Text shown Block Start
Purpose: To use and test a new method of inducing endogenously generated pupillary oscillations (POs) in patients with unilateral optic neuritis (ON), to describe a signal analysis approach quantifying pupil activity and to evaluate the extent to which POs permit to discriminate patients from control participants.
Method: Pupil size was recorded with an eye-tracker and converted in real time to modulate the luminance of a stimulus (a 20° disk) presented in front of participants. With this biofeedback setting, an increasing pupil size transforms into a high luminance, entraining a pupil constriction that in turn decreases the stimulus luminance, and so on, resulting in endogenously generated POs. POs were recorded for 30 seconds in the affected eye, in the fellow eye and in binocular conditions with 22 patients having a history of unilateral ON within a period of 5 years, and with 22 control participants. Different signal analysis methods were used to quantify the power and frequency of POs.
Text shown Block End
Material provided Block Start
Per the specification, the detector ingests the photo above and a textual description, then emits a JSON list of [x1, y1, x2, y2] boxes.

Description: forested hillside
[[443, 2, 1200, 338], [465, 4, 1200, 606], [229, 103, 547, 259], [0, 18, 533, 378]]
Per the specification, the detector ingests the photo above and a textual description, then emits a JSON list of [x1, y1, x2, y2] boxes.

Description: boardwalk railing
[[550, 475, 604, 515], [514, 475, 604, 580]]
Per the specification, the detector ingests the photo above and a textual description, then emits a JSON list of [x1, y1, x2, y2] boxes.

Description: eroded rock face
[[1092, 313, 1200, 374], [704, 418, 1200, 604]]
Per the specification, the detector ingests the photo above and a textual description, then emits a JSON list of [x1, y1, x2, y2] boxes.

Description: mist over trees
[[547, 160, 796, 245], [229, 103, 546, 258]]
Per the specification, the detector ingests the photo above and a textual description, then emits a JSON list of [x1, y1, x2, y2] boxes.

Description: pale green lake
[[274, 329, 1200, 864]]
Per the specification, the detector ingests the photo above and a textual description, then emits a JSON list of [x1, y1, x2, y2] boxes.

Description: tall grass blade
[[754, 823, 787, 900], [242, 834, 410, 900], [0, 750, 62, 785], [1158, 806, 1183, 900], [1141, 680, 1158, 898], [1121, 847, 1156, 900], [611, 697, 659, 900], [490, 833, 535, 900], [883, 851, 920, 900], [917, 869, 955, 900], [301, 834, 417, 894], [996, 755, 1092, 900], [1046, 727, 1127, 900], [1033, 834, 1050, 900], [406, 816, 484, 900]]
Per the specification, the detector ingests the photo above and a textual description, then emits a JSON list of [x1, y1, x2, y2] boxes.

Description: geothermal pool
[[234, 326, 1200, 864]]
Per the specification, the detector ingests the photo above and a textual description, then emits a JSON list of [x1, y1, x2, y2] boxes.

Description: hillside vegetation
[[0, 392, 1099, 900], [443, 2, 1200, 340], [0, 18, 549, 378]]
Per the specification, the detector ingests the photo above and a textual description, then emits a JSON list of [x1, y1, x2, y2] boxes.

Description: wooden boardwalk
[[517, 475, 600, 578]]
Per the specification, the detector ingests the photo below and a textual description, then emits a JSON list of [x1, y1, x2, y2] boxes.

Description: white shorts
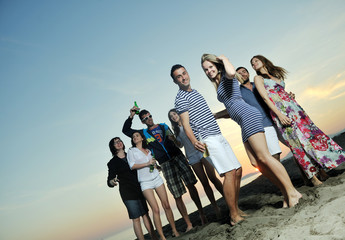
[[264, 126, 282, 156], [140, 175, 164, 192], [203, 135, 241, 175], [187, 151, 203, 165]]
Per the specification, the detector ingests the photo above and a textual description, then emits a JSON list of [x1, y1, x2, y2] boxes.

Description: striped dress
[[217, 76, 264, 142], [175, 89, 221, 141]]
Material provided Block End
Material provided Block Start
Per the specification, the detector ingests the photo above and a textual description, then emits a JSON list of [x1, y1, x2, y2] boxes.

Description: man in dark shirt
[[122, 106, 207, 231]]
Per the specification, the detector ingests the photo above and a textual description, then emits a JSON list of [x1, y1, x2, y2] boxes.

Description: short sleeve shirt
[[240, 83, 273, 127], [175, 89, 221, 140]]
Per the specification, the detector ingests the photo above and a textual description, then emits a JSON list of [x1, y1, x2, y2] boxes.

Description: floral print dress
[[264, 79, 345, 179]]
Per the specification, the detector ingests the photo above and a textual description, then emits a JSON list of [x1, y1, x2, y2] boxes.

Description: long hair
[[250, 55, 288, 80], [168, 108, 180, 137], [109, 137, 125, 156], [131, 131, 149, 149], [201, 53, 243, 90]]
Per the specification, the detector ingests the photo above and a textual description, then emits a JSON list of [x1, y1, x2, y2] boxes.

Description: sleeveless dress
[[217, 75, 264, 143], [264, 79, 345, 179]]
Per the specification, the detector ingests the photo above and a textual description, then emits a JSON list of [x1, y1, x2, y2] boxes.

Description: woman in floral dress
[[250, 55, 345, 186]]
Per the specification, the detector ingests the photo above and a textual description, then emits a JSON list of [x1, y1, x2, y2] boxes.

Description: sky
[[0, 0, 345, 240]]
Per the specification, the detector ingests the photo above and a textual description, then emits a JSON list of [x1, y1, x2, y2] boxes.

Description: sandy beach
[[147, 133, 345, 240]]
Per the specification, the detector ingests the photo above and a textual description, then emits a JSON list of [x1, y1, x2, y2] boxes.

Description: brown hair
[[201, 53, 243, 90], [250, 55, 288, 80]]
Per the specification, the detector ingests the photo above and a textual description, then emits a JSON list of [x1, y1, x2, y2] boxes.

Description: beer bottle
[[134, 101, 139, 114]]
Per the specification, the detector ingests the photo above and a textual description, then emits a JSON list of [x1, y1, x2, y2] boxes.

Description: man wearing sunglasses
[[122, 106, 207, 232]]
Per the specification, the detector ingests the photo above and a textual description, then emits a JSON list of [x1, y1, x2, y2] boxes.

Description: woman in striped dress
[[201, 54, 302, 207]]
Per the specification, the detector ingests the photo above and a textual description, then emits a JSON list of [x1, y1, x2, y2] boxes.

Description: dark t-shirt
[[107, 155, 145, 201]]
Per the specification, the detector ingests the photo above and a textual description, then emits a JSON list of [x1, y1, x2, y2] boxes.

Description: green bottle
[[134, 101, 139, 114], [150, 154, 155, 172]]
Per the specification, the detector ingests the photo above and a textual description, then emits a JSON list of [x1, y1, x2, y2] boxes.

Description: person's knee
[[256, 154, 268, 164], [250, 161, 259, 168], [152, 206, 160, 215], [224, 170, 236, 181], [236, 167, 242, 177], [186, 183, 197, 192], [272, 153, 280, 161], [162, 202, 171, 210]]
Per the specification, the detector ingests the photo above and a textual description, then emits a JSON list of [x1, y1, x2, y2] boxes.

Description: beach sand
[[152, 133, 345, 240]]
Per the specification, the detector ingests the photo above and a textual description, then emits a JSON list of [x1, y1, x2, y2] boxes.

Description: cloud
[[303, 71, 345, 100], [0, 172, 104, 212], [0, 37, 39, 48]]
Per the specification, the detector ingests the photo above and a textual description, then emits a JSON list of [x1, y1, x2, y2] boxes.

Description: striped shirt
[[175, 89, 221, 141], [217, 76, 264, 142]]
Material provided Block End
Pick up the abstract on pupillary oscillations in optic neuritis after its last sentence and carry it forward. These entries were drawn from a separate source.

Results: On average, pupil size oscillated at around 1 Hz. The amplitude of POs appears not to be a reliable marker of ON. In contrast, the frequency of POs was significantly lower, and was more variable over time, in the patients' affected eye, as compared to their fellow eye and to the binocular condition. No such differences were found in control participants. Receiver operating characteristic analyses based on the frequency and the variability of POs to classify patients and control participants gave an area under the curve of 0.82, a sensitivity of 82% (95%CI: 60%-95%) and a specificity of 77% (95%CI: 55%-92%).
Conclusions: The new method used to induce POs allowed characterizing the visual afferent pathway defect in ON patients with encouraging accuracy. The method was fast, easy to use, only requiring that participants look ahead, and allows testing many stimulus parameters (e.g. color, stimulus location, size, etc).